** begin Supplied material **

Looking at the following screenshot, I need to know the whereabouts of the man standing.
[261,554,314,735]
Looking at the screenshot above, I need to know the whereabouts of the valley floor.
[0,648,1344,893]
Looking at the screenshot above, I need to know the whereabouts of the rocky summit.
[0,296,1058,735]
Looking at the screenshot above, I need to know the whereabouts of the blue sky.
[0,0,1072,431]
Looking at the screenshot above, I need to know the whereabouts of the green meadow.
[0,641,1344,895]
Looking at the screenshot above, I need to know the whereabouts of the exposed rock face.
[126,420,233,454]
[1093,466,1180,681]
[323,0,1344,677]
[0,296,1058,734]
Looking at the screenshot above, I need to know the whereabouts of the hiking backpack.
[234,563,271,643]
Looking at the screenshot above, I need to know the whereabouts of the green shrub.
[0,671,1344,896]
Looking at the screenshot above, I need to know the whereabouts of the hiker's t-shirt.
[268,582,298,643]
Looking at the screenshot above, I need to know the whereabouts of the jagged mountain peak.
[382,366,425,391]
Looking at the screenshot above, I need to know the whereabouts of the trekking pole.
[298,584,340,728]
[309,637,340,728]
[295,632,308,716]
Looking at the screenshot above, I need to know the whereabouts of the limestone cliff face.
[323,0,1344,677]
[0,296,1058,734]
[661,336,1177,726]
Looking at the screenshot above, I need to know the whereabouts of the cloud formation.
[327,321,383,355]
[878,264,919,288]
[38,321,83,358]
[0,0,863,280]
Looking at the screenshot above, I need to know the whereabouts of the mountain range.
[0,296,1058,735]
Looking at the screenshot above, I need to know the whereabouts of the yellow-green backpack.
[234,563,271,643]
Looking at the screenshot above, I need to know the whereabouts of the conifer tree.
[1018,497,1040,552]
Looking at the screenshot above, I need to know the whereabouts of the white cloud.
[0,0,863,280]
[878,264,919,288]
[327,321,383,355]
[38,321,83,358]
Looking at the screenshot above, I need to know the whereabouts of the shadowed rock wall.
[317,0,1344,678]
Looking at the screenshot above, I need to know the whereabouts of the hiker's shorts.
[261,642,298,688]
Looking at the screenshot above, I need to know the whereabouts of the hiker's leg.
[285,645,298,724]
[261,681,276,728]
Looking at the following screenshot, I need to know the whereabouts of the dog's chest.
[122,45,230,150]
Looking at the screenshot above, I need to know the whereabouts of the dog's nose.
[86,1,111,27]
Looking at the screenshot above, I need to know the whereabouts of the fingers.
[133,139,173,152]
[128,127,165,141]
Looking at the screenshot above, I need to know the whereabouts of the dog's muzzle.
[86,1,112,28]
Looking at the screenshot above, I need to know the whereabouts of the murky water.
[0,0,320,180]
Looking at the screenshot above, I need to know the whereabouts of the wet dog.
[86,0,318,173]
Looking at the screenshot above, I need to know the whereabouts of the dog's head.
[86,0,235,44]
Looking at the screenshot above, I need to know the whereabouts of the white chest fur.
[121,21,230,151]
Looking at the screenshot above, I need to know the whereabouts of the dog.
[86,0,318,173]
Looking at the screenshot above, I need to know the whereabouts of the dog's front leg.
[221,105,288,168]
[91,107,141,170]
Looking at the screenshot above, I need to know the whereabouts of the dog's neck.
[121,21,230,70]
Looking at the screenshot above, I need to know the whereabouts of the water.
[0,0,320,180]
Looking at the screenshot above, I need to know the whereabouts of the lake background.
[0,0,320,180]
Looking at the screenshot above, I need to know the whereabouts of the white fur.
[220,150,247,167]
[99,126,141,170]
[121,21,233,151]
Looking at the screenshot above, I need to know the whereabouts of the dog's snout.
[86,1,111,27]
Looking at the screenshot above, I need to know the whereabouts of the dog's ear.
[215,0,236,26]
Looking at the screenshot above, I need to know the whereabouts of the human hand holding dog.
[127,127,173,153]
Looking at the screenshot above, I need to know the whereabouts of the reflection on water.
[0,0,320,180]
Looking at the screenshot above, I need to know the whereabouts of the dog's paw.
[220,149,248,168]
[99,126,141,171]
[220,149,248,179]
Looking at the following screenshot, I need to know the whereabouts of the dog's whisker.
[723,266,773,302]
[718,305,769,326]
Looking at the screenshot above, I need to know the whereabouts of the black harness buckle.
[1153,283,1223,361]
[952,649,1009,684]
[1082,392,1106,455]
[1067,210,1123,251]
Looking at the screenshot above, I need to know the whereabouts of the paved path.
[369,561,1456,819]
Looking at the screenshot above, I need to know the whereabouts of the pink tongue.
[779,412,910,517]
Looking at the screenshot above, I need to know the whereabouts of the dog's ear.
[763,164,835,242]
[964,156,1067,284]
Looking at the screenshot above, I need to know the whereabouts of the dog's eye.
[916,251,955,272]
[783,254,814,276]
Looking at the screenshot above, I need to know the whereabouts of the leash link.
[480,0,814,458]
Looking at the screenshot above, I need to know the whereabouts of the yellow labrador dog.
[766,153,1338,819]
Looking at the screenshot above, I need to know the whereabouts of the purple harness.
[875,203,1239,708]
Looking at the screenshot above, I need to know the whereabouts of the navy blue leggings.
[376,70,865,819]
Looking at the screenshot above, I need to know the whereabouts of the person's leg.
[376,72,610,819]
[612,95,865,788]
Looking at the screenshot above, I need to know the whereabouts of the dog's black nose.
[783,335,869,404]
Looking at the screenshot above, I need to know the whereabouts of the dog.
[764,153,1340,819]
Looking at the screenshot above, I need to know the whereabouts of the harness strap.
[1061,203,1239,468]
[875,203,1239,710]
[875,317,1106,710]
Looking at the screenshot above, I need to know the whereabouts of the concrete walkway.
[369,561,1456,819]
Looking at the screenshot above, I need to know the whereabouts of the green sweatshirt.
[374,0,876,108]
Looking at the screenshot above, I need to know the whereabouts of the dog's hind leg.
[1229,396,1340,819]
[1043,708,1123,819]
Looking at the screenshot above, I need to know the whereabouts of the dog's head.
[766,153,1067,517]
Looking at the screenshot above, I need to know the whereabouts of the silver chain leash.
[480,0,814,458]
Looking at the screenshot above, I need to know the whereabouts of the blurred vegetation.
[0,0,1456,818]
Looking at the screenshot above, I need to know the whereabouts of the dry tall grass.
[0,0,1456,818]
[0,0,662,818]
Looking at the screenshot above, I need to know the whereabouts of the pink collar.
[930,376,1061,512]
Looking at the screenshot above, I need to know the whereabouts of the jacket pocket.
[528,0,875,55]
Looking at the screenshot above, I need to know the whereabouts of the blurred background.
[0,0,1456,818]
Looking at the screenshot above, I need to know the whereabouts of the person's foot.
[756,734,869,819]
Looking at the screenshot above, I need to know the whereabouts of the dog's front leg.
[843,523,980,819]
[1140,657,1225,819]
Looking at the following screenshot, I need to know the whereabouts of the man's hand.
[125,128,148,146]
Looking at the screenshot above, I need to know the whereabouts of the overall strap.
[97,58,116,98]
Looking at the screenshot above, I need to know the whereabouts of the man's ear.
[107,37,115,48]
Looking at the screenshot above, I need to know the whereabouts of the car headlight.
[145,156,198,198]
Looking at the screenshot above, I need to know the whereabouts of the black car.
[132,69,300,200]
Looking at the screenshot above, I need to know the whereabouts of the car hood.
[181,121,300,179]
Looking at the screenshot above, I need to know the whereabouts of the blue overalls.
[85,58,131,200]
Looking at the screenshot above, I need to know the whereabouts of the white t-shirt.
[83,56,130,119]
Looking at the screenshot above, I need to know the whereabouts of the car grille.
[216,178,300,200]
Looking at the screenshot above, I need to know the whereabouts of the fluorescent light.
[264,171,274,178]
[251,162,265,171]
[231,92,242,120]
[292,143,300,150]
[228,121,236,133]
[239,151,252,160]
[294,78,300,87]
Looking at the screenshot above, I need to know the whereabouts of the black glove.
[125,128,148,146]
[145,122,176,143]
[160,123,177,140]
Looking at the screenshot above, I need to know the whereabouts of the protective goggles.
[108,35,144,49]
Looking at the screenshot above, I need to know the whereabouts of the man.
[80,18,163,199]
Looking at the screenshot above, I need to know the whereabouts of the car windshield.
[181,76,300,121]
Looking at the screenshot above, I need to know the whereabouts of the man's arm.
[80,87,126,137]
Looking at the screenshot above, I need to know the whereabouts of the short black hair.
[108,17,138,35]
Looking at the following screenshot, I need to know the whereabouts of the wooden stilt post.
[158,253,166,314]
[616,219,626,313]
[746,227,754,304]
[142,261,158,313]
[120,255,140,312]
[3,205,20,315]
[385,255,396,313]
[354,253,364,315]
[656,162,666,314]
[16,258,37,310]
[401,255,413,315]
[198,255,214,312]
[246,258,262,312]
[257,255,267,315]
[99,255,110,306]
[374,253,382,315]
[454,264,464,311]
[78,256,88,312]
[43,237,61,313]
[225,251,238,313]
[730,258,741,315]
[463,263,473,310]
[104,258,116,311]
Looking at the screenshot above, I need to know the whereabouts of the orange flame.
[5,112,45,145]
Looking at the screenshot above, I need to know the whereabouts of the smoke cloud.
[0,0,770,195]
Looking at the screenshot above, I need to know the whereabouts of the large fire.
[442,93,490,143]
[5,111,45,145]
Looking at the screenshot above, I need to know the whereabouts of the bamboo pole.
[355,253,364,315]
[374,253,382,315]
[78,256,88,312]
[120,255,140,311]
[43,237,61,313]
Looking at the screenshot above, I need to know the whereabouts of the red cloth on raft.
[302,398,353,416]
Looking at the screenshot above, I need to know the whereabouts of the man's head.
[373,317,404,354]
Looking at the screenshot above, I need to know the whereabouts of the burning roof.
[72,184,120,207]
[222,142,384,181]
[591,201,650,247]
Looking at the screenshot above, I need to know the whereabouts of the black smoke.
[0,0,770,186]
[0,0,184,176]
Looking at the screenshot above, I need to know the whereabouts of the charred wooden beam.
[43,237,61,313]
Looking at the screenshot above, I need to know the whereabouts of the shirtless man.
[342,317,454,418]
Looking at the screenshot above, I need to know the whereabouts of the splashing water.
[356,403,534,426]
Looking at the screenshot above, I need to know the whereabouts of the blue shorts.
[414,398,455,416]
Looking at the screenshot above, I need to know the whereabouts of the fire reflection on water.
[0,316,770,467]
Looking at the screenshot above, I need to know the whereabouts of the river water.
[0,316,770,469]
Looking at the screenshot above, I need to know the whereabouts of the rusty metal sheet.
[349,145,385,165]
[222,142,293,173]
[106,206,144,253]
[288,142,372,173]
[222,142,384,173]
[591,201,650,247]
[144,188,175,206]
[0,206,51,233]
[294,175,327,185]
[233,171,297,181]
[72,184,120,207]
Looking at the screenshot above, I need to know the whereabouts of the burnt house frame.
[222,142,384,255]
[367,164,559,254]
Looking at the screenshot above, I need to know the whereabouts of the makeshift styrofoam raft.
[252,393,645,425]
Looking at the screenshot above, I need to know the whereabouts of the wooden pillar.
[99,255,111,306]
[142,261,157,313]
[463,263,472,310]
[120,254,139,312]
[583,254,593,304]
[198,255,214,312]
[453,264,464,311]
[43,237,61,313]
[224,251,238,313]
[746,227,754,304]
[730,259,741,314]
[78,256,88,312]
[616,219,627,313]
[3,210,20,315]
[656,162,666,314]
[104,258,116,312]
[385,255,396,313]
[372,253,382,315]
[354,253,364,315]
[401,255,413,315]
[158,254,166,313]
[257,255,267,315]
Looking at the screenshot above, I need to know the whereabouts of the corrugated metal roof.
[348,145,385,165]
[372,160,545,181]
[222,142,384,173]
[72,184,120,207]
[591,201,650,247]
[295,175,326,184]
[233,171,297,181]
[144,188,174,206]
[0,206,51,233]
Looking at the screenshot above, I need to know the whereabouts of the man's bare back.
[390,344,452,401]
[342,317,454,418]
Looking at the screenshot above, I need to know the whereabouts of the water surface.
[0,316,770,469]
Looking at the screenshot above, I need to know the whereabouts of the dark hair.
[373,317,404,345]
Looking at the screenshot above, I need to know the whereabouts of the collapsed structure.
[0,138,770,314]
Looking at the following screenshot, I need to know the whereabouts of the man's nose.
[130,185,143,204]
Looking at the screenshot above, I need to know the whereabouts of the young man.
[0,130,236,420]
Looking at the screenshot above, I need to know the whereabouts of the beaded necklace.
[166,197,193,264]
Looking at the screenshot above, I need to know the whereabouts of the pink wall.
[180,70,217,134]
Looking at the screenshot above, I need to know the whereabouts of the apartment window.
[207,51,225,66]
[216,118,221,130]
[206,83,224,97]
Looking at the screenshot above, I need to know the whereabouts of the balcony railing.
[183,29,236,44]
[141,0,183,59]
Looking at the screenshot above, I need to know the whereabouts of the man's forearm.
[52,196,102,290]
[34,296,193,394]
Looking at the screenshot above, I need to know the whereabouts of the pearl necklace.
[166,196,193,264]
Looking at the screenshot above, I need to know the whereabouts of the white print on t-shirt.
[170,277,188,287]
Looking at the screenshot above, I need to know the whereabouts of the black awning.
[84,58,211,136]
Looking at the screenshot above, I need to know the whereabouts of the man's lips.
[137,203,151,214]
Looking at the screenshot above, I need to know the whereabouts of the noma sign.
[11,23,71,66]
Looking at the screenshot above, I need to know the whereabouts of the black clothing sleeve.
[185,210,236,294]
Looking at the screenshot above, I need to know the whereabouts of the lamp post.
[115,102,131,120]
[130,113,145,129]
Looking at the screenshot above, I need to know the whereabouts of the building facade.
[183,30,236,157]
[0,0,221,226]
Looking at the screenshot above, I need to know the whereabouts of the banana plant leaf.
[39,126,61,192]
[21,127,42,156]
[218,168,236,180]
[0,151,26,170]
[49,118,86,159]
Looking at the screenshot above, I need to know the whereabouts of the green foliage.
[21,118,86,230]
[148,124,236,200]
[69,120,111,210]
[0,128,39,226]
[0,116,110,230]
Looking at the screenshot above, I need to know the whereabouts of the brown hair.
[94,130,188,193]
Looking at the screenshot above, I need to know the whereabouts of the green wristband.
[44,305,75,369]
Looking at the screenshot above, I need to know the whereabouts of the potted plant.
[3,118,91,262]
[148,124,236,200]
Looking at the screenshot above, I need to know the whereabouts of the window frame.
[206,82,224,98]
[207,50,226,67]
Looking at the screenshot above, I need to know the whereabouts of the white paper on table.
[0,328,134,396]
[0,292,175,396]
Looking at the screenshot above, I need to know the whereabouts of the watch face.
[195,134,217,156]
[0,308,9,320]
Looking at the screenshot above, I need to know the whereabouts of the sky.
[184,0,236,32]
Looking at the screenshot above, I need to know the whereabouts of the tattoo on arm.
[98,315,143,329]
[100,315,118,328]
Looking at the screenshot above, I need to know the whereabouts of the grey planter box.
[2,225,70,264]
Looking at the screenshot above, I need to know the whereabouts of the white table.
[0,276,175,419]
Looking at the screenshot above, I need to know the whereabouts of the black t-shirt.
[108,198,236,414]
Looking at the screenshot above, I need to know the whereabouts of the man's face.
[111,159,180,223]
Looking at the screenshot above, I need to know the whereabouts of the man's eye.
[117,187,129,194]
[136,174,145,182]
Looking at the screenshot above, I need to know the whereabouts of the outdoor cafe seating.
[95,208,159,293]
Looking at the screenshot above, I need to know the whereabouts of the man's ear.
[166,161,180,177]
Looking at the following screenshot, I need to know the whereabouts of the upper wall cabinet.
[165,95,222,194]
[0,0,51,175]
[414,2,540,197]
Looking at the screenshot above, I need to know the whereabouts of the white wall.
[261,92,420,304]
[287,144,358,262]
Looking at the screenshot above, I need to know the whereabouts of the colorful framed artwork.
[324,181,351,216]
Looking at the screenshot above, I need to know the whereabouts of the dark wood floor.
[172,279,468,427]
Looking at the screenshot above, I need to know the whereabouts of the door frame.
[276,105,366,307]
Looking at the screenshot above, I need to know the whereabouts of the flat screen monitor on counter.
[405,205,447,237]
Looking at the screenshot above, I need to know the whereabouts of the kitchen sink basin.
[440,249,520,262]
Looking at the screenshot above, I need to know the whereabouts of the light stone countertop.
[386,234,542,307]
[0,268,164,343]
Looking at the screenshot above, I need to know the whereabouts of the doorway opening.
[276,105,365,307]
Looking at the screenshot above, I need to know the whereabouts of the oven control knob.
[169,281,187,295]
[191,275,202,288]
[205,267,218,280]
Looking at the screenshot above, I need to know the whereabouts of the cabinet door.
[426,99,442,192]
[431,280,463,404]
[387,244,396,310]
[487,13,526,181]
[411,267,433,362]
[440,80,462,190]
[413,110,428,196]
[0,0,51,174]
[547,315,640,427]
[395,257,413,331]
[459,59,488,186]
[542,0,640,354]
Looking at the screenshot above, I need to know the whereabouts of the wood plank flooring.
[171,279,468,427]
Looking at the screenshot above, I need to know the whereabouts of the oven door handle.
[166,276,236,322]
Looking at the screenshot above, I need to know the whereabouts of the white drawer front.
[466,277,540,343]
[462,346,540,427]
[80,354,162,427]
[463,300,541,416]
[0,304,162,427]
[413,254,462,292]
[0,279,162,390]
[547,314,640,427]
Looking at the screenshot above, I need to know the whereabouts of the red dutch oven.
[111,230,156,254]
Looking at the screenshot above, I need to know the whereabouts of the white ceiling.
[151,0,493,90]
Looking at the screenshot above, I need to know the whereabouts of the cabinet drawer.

** end Supplied material **

### Exercise description
Print the records word for word, everything from the start down to and including the line that contains "[317,0,1344,678]".

### Reply
Looking at the following screenshot, I need to know the whereabouts of the man standing.
[261,554,314,735]
Looking at the screenshot above, I need to know the whereabouts of the valley floor.
[0,648,1344,893]
Looking at the screenshot above, I need to know the whereabouts of the rocky summit.
[0,296,1058,735]
Looking at the screenshot above, I need to know the whereabouts of the blue sky.
[0,0,1072,431]
Looking at the screenshot above, I need to know the whereabouts of the green meadow.
[0,641,1344,895]
Looking at the screenshot above, I need to know the whereabouts of the exposed rock face.
[126,420,233,454]
[1093,466,1180,681]
[323,0,1344,677]
[0,296,1058,734]
Looking at the screenshot above, I need to know the whereabouts of the hiking backpack.
[234,563,271,643]
Looking at the screenshot above, I need to know the whereabouts of the green shrub.
[0,671,1344,896]
Looking at the screenshot above, I need to know the whereabouts of the hiker's t-shirt.
[268,582,298,643]
Looking at the screenshot above, I need to know the whereabouts of the jagged mountain peak.
[382,366,425,391]
Looking at the screenshot above, I need to know the whereabouts of the trekking pole.
[298,584,340,728]
[309,637,340,728]
[295,632,308,716]
Looking at the screenshot above, I need to know the whereabouts of the limestone cliff face.
[323,0,1344,677]
[0,296,1058,734]
[661,336,1177,726]
Looking at the screenshot above, I need to know the whereabouts of the cloud formation.
[327,321,383,355]
[878,264,919,288]
[38,321,83,358]
[0,0,863,280]
Looking at the screenshot above, I need to know the whereabouts of the mountain range.
[0,296,1058,735]
Looking at the screenshot above, I need to know the whereabouts of the yellow-green backpack.
[234,563,271,643]
Looking at the screenshot above, I need to know the whereabouts of the conifer tree.
[1018,497,1040,552]
Looking at the screenshot above, I need to know the whereabouts of the white cloud.
[0,0,863,280]
[878,264,919,288]
[327,321,383,355]
[38,321,83,358]
Looking at the screenshot above, I need to know the whereabouts of the shadowed rock wall.
[317,0,1344,678]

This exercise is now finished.